Aim of the exercise: State how many lines in the items below contain the string "striped", with case counting, and reply with the number alone.

Raw data:
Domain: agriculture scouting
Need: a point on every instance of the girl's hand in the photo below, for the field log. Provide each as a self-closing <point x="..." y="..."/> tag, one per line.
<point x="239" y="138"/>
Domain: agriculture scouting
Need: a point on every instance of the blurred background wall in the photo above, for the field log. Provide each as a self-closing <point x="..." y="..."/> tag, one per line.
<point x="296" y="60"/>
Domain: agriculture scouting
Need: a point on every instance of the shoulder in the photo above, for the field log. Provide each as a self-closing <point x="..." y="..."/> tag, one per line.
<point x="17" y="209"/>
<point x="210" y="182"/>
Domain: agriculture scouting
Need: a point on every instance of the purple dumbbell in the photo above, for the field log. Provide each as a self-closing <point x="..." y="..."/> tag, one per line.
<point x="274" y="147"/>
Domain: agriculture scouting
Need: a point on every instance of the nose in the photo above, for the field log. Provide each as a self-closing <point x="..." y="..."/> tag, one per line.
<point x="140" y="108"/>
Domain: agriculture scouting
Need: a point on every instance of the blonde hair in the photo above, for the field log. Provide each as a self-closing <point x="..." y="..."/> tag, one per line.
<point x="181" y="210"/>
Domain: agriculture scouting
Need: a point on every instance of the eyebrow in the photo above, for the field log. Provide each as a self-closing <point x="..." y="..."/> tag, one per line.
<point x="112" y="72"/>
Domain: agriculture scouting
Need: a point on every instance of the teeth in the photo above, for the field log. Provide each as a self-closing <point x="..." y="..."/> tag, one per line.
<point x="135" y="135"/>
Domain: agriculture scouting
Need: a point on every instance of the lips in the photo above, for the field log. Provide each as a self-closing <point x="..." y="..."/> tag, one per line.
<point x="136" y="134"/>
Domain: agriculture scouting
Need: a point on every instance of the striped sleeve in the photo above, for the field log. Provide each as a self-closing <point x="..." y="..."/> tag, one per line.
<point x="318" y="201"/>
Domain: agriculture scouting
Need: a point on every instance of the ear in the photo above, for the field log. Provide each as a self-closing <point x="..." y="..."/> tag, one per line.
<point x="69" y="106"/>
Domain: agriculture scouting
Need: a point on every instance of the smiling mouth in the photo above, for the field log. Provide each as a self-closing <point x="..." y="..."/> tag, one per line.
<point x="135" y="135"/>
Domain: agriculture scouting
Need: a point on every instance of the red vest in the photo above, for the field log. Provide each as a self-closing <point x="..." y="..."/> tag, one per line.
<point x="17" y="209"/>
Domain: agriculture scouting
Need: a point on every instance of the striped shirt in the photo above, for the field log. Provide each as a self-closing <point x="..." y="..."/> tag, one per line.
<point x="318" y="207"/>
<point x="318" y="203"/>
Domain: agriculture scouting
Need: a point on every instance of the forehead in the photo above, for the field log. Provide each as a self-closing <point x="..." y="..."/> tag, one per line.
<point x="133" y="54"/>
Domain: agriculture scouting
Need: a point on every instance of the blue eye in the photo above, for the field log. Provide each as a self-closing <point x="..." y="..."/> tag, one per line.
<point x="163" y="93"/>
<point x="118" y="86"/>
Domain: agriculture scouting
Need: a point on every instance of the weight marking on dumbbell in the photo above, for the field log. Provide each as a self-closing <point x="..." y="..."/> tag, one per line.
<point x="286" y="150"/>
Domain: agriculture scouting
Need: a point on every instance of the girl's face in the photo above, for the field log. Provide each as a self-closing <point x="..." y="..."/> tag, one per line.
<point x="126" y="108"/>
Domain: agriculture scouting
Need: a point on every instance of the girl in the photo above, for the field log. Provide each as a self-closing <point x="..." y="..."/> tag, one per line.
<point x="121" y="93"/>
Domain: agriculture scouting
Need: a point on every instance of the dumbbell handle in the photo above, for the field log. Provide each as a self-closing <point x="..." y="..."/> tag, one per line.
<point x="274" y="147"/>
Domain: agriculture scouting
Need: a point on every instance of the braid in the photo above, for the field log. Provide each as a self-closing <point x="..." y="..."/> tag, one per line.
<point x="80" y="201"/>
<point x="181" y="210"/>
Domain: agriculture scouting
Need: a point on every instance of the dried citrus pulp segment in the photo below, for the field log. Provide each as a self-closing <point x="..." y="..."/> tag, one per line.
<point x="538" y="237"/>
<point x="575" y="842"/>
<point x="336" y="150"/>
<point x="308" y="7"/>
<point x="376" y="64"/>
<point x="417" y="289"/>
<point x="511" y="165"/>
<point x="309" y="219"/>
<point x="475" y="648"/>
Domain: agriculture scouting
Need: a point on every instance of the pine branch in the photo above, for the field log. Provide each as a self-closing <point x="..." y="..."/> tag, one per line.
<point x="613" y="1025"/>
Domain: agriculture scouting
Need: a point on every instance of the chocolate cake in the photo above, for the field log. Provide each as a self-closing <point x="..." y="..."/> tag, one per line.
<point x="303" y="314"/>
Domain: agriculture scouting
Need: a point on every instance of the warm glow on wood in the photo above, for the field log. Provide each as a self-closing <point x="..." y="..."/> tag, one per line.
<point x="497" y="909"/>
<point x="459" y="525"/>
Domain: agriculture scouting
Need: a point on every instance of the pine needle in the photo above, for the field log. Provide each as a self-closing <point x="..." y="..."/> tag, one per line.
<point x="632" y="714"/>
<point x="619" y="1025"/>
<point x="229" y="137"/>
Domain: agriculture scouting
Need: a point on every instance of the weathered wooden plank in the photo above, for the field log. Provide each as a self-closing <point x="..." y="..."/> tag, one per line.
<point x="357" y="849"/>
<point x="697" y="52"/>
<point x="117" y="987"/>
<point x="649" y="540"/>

Problem solution: 2